§ **REQUIRED ACTIONS**:
• A. Using the forum thread on eating fruit and veg, answer each question in one line, marked to match:
(i) Which juice does Vicsetter say is not recommended for people on Lipitor or other statins?
(ii) What does Hazel's SW consultant advise about portions of veg?
(iii) What did Dave W have as 'pudding'?
• B. Carry on the forum thread on eating fruit and veg from where it stops.

Start of READING TEXT

Sometimes I do.  I usually just say 'veg' rather than listing them all.  I will make a more detailed list next time.


----------



## Vicsetter (Aug 26, 2017)

Greymouser said:


> Absolutely so Northerner. I know why but that doesn't make me regret the decision any less, even knowing the alternative is unpleasant.
> 
> I too find I am nibbling whenever I can. At the moment that is mostly home grown tomatoes, which I will continue to do so if I can beat the slugs to them!


Strange! Lots of food has more potassium than bananas, so you should avoid leafy greens (a cup of swiss chard has more potassium than a banana), one avacado contains twice as much potassium as a banana) baked potatoes, sweet potatoes etc. your potassium levels can be increased by ACE inhibitors.
Bananas do contain Tyramine which can interfere with anti-depression drugs: MAO inhibitors (Nardil, Parnate)
have a look at: http://www.huffingtonpost.com/2012/..._1898078.html?slideshow=true#gallery/251682/0
It also appears that cranberry juice is not recomended if you are on Lipitor or other statins, and of course grapefruit is no friend of statins nor of immunosuppressants, calcium-channel blockers (Plendil, Sular, Procardia), and benzodiazepines (Valium, Triazolam, Halcion)


----------



## HOBIE (Aug 29, 2017)

Radders said:


> I was talking to someone the other day who's been advised to try and eat a rainbow of fruit and veg (80% veg) over a week.
> 
> It made me wonder how many of us aim to follow the five a day guidance and how often we manage it?
> 
> ...


Impressed ! I will try & do better


----------



## goosey (Aug 29, 2017)

I have at least 8 different f &veg a day,  like Hazel i do,SW, today i have had melon and beetroot already for tea i have a large salad with lettuce/peppers/onions, red /white and spring/tomatoes/cucumber/beetroot again/celery/radish/mushrooms/red/green/yellow peppers, i will have strawberries/nectrine and peach later with a yoghurt


----------



## Hazel (Aug 29, 2017)

I love rainbow coloured veg - it is so good for you.

Our SW consultant says not to have a large portion of 1 or 2 veg - better to have a little of lots of speed veg.    Salads are great for this


----------



## goosey (Aug 29, 2017)

Hazel said:


> I love rainbow coloured veg - it is so good for you.
> 
> Our SW consultant says not to have a large portion of 1 or 2 veg - better to have a little of lits of speed veg.    Salds are great for this


Does mine count as rainbow? never heard that saying before


----------



## Hazel (Aug 29, 2017)

for instance red peppers have different vitimans from orange peppers.

in class we have noticed the people who have lots of speed veg lose on average 1 -2 pounds a week MORE than those who don't


----------



## Dave W (Aug 29, 2017)

I think the highly coloured as opposed to mainly green veg are generally higher in anti-oxidents.
Personally I don't count portions of the different veg and just eat a lot of a very mixed variety. I had a good quality low carb burger for tea with home grown lettuce, rocket, spring onions, sweet pepper and tomato. 'Pudding' was a sugar-free jelly with raspberries and our own blueberries with double cream.

End of READING TEXT
Start of DATA FOR REVIEW

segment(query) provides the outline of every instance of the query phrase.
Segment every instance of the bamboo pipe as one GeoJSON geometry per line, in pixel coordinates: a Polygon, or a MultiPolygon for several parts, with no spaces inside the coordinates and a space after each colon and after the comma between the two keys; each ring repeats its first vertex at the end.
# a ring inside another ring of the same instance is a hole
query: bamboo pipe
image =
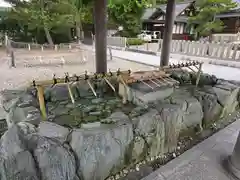
{"type": "MultiPolygon", "coordinates": [[[[118,73],[120,73],[121,75],[123,74],[129,74],[128,71],[122,71],[122,72],[111,72],[111,73],[107,73],[105,74],[105,77],[111,77],[111,76],[117,76],[118,73]]],[[[92,75],[88,75],[89,79],[94,79],[96,76],[94,74],[92,75]]],[[[98,78],[102,78],[102,74],[98,74],[98,78]]],[[[72,81],[79,81],[79,80],[85,80],[84,75],[81,76],[73,76],[73,77],[69,77],[69,82],[72,81]]],[[[30,86],[37,86],[37,85],[42,85],[42,86],[47,86],[47,85],[53,85],[55,83],[55,85],[62,85],[62,84],[66,84],[65,82],[65,78],[56,78],[56,81],[54,82],[54,80],[43,80],[43,81],[34,81],[30,83],[30,86]]]]}
{"type": "Polygon", "coordinates": [[[39,106],[40,106],[42,118],[43,120],[47,120],[43,86],[39,86],[39,85],[37,86],[37,94],[38,94],[38,100],[39,100],[39,106]]]}
{"type": "Polygon", "coordinates": [[[112,88],[112,90],[114,91],[114,92],[116,92],[116,90],[115,90],[115,88],[114,88],[114,86],[111,84],[111,82],[107,79],[107,78],[103,78],[105,81],[106,81],[106,83],[112,88]]]}
{"type": "Polygon", "coordinates": [[[197,88],[197,86],[198,86],[198,84],[199,84],[199,81],[200,81],[201,72],[202,72],[202,63],[199,64],[199,69],[198,69],[198,72],[197,72],[196,88],[197,88]]]}

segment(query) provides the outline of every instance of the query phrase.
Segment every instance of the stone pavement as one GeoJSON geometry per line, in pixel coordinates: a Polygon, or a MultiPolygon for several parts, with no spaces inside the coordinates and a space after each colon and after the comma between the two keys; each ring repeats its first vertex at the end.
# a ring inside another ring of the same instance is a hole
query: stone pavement
{"type": "Polygon", "coordinates": [[[202,141],[142,180],[236,180],[227,171],[240,120],[202,141]]]}
{"type": "MultiPolygon", "coordinates": [[[[136,52],[112,50],[112,54],[115,57],[123,58],[129,61],[134,61],[142,64],[147,64],[155,67],[159,67],[160,57],[156,55],[140,54],[136,52]]],[[[182,60],[183,55],[171,54],[170,63],[177,63],[182,60]]],[[[196,60],[201,60],[198,57],[196,60]]],[[[203,61],[205,59],[202,59],[203,61]]],[[[223,78],[226,80],[240,80],[240,70],[234,67],[226,67],[204,63],[203,72],[211,75],[215,75],[218,78],[223,78]]]]}

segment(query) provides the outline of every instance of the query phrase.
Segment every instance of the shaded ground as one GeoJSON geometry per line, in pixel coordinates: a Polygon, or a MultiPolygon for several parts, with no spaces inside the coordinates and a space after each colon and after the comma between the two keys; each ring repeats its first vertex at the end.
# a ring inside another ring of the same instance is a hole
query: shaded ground
{"type": "MultiPolygon", "coordinates": [[[[9,68],[10,58],[5,53],[1,53],[0,56],[0,90],[18,88],[26,85],[33,79],[51,79],[54,73],[57,77],[63,77],[66,72],[70,75],[80,75],[85,71],[95,71],[94,54],[87,51],[56,52],[49,50],[41,52],[20,50],[15,54],[16,68],[9,68]],[[42,56],[42,62],[40,62],[39,56],[42,56]],[[62,63],[62,57],[65,59],[65,64],[62,63]],[[83,59],[87,62],[83,63],[83,59]]],[[[109,60],[108,68],[111,71],[117,71],[118,68],[121,70],[131,69],[133,71],[153,69],[147,65],[124,61],[120,58],[109,60]]]]}

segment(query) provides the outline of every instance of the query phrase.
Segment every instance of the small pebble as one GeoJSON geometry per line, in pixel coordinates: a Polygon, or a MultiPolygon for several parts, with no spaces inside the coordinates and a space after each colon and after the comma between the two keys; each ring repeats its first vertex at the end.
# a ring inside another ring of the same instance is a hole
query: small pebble
{"type": "Polygon", "coordinates": [[[124,169],[124,170],[123,170],[123,173],[124,173],[124,174],[127,174],[127,173],[128,173],[128,170],[127,170],[127,169],[124,169]]]}
{"type": "Polygon", "coordinates": [[[140,169],[139,169],[139,165],[137,164],[136,165],[136,171],[139,171],[140,169]]]}

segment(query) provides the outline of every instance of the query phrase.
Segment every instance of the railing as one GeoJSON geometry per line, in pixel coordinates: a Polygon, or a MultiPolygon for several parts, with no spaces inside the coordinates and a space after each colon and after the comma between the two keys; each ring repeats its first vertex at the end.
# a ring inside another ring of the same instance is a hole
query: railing
{"type": "MultiPolygon", "coordinates": [[[[158,43],[148,43],[140,46],[131,46],[129,50],[158,53],[162,49],[162,40],[158,43]]],[[[203,43],[196,41],[172,40],[171,53],[189,56],[208,57],[215,59],[239,60],[240,45],[232,43],[203,43]]]]}
{"type": "Polygon", "coordinates": [[[76,43],[62,43],[56,45],[49,44],[36,44],[36,43],[25,43],[25,42],[15,42],[12,40],[8,40],[8,46],[14,49],[28,49],[31,50],[66,50],[66,49],[75,49],[79,47],[79,44],[76,43]]]}
{"type": "Polygon", "coordinates": [[[240,40],[240,34],[213,34],[214,42],[234,42],[240,40]]]}

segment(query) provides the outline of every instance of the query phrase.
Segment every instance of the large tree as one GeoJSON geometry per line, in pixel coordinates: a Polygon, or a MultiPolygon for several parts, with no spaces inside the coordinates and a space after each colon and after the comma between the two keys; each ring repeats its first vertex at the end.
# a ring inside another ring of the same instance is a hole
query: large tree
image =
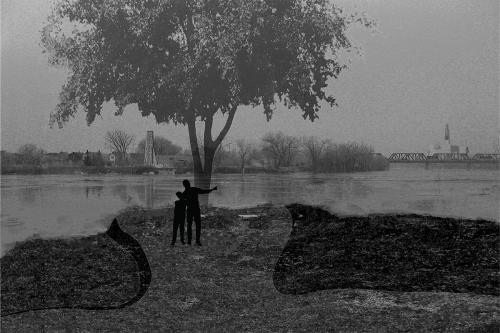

End of DATA FOR REVIEW

§ **ANSWERS FOR EACH ITEM**:
• A.
(i) Cranberry juice.
(ii) Not to have a large portion of 1 or 2 veg, but a little of lots of speed veg.
(iii) A sugar-free jelly with raspberries and their own blueberries with double cream.

• B.
I seem to be doing OK on my diet as my HbA1c is continuing to fall and lipids are all in the 'idea'l range and blood pressure is now in the 'high normal' range as opposed to 'high' a year ago.
I ought to add I'm not aiming to lose weight as I'm verging on underweight.


----------



## MikeTurin (Aug 30, 2017)

I eat plenty of vegs, actually. What puzzles me is what is considered a portion. Normally my salad wheigs a pound, at least. Half a pound of salda, and the other halp pound is tomatoes, peppers, onions,cucumbers,zucchini or whatever is in season.
This is one portion for me. For others I don't know.


----------



## Radders (Aug 30, 2017)

MikeTurin said:


> I eat plenty of vegs, actually. What puzzles me is what is considered a portion. Normally my salad wheigs a pound, at least. Half a pound of salda, and the other halp pound is tomatoes, peppers, onions,cucumbers,zucchini or whatever is in season.
> This is one portion for me. For others I don't know.


I weigh mine in grammes but I expect it wouldn't be as much as that: usually half a portion (about 40g) each of leaves, peppers, celery or fennel and a portion each of tomatoes, carrots and cucumber, plus beetroot or avocado and occasionally a couple of mushrooms.  That has trouble fitting on the plate as it is!


----------



## HOBIE (Aug 30, 2017)

Hazel said:


> for instance red peppers have different vitimans from orange peppers.
> 
> in class we have noticed the people who have lots of speed veg lose on average 1 -2 pounds a week MORE than those who don't


I have a leased 3 Stir-Fry's a week with lots of peppers


----------



## Amigo (Aug 30, 2017)

HOBIE said:


> I have a leased 3 Stir-Fry's a week with lots of peppers



Where do you lease them from Hobie? You on Meals on Wheels?


----------



## HOBIE (Aug 30, 2017)

Sorry missed me "T". at leased


----------



## goosey (Aug 30, 2017)

Hazel said:


> for instance red peppers have different vitimans from orange peppers.
> 
> in class we have noticed the people who have lots of speed veg lose on average 1 -2 pounds a week MORE than those who don't


Thanks, i eat loads of speed but sts last week 
Have you had your procedure yet? if so how did it go?


----------



## goosey (Aug 30, 2017)

HOBIE said:


> I have a leased 3 Stir-Fry's a week with lots of peppers


I cant eat alot of peppers as have hiatus hernia but do eat some


----------



## Hazel (Aug 30, 2017)

goosey said:


> Thanks, i eat loads of speed but sts last week
> Have you had your procedure yet? if so how did it go?




yes, yesterday at 8.30 - no sedation (my choice) and, thank God, it was all clear


----------



## goosey (Aug 30, 2017)

Oh that good 
I have had one both ends(not  at same time) no sedation, the one down my throat was


----------



## HOBIE (Sep 1, 2017)

Cauliflower 4 t last nt. Fresh


----------



## Greymouser (Sep 2, 2017)

MikeTurin said:


> I eat plenty of vegs, actually. What puzzles me is what is considered a portion. Normally my salad wheigs a pound, at least. Half a pound of salda, and the other halp pound is tomatoes, peppers, onions,cucumbers,zucchini or whatever is in season.
> This is one portion for me. For others I don't know.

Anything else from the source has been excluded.